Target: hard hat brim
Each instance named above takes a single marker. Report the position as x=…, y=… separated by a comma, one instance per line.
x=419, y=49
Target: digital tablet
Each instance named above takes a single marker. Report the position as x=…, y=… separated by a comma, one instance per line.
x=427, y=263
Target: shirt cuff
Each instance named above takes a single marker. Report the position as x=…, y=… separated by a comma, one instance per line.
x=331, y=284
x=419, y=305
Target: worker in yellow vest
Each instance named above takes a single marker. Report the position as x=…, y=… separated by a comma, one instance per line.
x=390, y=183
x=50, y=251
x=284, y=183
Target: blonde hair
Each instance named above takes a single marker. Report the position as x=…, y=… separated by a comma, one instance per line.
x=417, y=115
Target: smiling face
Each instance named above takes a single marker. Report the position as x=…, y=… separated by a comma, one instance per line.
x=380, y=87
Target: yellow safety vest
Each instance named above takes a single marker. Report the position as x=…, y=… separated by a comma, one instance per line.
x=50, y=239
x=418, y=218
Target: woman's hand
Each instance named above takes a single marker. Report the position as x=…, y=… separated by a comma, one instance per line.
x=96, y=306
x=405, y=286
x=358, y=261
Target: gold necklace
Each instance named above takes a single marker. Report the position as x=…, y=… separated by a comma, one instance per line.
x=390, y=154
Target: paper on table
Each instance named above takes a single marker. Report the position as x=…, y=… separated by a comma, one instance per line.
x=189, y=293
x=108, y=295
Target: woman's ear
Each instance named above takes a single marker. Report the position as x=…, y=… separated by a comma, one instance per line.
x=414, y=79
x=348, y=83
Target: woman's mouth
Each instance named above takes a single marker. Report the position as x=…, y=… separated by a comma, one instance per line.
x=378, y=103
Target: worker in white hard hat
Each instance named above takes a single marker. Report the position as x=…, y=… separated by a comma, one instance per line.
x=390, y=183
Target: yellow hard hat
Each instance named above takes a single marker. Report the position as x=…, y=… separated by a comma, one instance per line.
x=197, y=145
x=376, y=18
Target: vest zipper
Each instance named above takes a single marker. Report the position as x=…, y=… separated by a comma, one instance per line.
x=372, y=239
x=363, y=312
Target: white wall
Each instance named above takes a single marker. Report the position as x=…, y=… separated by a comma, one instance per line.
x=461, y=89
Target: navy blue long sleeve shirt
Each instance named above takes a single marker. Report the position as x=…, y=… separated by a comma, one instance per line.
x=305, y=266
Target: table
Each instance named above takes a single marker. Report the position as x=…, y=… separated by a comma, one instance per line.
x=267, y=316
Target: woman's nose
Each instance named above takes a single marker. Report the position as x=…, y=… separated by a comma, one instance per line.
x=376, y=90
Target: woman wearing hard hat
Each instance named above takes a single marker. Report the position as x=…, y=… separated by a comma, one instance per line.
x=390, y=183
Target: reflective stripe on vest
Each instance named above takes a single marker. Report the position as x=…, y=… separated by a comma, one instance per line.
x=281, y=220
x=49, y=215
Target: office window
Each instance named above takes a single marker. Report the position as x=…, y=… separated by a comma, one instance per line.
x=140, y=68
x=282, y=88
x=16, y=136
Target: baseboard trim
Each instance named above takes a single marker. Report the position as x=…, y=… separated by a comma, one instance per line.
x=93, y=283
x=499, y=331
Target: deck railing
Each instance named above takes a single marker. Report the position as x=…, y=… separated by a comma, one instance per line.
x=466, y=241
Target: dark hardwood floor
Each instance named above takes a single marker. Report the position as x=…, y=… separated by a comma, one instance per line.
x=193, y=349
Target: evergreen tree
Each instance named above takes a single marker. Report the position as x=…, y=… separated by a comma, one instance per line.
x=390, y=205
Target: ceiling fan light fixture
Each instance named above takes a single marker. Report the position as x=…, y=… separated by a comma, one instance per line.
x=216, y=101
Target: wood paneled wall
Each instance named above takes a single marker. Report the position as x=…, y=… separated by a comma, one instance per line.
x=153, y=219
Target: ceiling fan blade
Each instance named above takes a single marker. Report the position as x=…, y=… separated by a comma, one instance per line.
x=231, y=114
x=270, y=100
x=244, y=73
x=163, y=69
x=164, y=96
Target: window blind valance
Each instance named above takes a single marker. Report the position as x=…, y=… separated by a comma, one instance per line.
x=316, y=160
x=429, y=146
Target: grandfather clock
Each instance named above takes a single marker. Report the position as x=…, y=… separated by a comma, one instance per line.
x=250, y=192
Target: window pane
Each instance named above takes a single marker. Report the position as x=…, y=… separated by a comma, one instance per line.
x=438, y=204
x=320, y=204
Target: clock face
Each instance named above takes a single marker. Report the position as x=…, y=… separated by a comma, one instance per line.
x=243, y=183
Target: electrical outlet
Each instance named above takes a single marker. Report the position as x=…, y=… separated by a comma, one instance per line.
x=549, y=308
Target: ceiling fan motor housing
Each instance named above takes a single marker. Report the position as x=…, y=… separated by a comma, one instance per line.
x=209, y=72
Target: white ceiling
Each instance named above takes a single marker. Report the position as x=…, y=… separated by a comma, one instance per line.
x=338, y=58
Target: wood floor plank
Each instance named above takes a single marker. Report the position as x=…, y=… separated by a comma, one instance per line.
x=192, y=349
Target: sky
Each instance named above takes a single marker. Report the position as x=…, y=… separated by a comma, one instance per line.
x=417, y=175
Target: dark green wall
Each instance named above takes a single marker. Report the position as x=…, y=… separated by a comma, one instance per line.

• • •

_TASK TO COMPLETE_
Working from the material above, retype exactly the lines from the one with "Target: worker in yellow vest" through the one with "Target: smiling face", both included, and only those lines.

_ANSWER SPACE_
Target: worker in yellow vest
Each instance named above takes a single marker. Report the position as x=…, y=… separated by a comma, one instance per line.
x=390, y=183
x=50, y=251
x=284, y=183
Target: blonde hair
Each instance named above takes a single marker. Report the position as x=…, y=… separated by a comma, one instance per line.
x=417, y=115
Target: smiling face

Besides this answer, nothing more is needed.